■ Exercise objective ■
Update the data below by changing each occurrence of "put a point on" to "place a dot on" and leaving everything else exactly the same.

■ Data entries ■
********
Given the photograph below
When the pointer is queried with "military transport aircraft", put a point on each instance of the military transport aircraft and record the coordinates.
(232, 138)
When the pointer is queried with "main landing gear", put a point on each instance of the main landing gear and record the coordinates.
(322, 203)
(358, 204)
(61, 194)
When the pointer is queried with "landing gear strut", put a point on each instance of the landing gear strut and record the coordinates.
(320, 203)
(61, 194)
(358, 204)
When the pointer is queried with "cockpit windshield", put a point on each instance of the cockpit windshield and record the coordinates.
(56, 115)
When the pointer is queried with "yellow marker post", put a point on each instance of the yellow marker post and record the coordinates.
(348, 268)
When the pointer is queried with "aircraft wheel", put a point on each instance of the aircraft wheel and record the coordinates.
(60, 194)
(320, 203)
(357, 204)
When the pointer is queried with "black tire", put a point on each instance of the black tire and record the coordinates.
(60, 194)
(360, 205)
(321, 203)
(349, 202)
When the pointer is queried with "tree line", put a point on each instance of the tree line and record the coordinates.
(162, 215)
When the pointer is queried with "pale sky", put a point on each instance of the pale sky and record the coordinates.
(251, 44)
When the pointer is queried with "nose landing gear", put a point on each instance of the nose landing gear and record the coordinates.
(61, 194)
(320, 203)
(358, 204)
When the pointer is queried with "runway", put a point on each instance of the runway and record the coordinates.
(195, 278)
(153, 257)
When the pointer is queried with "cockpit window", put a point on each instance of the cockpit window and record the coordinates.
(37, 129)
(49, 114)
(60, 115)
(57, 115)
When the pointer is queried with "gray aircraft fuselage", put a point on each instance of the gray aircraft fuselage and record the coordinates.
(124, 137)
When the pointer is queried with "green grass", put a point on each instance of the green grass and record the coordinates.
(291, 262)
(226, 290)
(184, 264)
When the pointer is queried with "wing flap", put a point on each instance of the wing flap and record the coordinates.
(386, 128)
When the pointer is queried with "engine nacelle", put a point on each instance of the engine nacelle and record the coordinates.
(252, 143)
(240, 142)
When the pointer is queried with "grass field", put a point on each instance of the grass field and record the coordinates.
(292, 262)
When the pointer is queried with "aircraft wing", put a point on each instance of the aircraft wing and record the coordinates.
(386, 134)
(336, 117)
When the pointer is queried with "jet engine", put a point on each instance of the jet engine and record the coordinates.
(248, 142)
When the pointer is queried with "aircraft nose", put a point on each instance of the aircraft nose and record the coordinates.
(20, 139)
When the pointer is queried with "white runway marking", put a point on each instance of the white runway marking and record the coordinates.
********
■ Reply to the task ■
Given the photograph below
When the pointer is queried with "military transport aircraft", place a dot on each instance of the military transport aircraft and record the coordinates.
(232, 138)
When the pointer is queried with "main landing gear", place a dot on each instance of the main landing gear and record the coordinates.
(322, 203)
(358, 204)
(61, 194)
When the pointer is queried with "landing gear strut", place a dot on each instance of the landing gear strut and record the coordinates.
(320, 203)
(61, 194)
(358, 204)
When the pointer is queried with "cockpit windshield", place a dot on each instance of the cockpit windshield and record the coordinates.
(56, 115)
When the pointer is queried with "yellow marker post", place a dot on each instance of the yellow marker post and record the coordinates.
(348, 268)
When the pointer is queried with "aircraft wheel", place a dot on each instance of the aircraft wheel and record the coordinates.
(60, 194)
(320, 203)
(357, 204)
When the pointer is queried with "black tire", place a dot on each instance of the black tire and record the coordinates.
(60, 194)
(360, 205)
(321, 203)
(349, 202)
When the pointer is queried with "tree line", place a dot on each instance of the tree line and record the coordinates.
(162, 215)
When the pointer is queried with "pale sky", place a dot on each instance of the pale sky and record the coordinates.
(251, 44)
When the pointer is queried with "nose landing gear", place a dot on each instance of the nose landing gear and record the coordinates.
(61, 194)
(320, 203)
(358, 204)
When the pointer is queried with "runway", place a dot on each instance of the runway and record the coordinates.
(195, 278)
(153, 257)
When the pointer is queried with "cockpit window", place a dot on each instance of the cockpit window and record the coordinates.
(37, 129)
(49, 114)
(60, 115)
(57, 115)
When the pointer is queried with "gray aircraft fuselage", place a dot on each instance of the gray aircraft fuselage and record the coordinates.
(124, 137)
When the pointer is queried with "green grass", place a dot on each instance of the green grass and record the coordinates.
(291, 262)
(226, 290)
(184, 264)
When the pointer is queried with "wing flap", place a dot on each instance of the wing flap and record the coordinates.
(386, 128)
When the pointer is queried with "engine nacelle", place a dot on each instance of the engine nacelle and record the coordinates.
(252, 143)
(240, 142)
When the pointer is queried with "grass field", place a dot on each instance of the grass field and record the coordinates.
(292, 262)
When the pointer is queried with "aircraft wing", place a dot on each instance of the aircraft wing and record the coordinates.
(386, 134)
(336, 117)
When the pointer is queried with "jet engine", place a dot on each instance of the jet engine and record the coordinates.
(248, 142)
When the pointer is queried with "aircraft nose", place a dot on each instance of the aircraft nose and record the coordinates.
(20, 139)
When the pointer is queried with "white runway marking", place a dot on each instance of the white runway marking and record the coordinates.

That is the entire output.